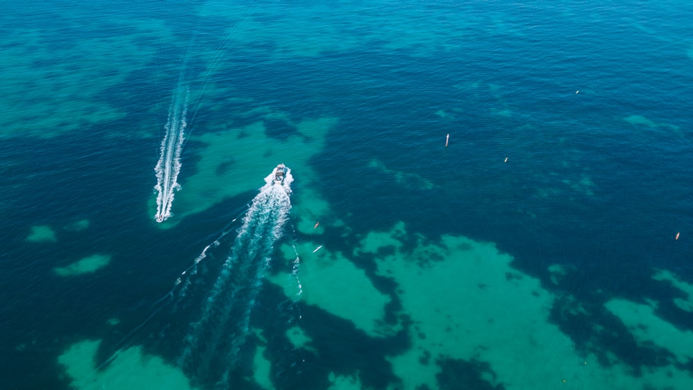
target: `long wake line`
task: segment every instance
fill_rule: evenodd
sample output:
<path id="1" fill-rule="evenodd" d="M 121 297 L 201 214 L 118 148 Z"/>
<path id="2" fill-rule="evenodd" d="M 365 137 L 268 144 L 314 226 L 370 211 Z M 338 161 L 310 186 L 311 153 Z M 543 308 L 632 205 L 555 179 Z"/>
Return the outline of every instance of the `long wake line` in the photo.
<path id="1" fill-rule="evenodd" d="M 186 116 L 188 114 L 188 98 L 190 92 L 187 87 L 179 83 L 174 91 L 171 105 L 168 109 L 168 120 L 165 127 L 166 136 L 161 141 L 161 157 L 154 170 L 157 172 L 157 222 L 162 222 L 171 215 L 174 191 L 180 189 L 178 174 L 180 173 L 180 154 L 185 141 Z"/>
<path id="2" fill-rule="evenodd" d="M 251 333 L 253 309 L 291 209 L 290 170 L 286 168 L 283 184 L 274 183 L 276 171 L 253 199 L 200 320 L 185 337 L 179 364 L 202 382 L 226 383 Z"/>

··········

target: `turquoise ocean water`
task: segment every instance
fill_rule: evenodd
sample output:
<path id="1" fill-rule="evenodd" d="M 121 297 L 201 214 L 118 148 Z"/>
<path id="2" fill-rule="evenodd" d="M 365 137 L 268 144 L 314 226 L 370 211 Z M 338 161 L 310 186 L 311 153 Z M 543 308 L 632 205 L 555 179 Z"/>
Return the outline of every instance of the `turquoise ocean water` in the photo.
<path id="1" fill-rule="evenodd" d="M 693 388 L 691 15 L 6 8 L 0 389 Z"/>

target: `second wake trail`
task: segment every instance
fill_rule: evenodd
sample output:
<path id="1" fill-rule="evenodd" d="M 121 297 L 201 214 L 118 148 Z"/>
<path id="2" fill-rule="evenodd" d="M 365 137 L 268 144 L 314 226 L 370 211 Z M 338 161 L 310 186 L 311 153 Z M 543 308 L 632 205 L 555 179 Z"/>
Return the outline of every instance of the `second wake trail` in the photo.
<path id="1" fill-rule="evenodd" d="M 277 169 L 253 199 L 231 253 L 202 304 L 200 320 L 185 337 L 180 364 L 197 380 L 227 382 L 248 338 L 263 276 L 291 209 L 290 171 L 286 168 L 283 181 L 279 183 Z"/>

··········

STATED PROBLEM
Collect every line of the data above that contains the word "photo", with case counting. Copy each such line in full.

OUTPUT
Return the outline of every instance of the `long wake line` in the photo.
Return the outline of every instance of the `turquoise ocean water` in the photo.
Return the outline of every instance of the `second wake trail` in the photo.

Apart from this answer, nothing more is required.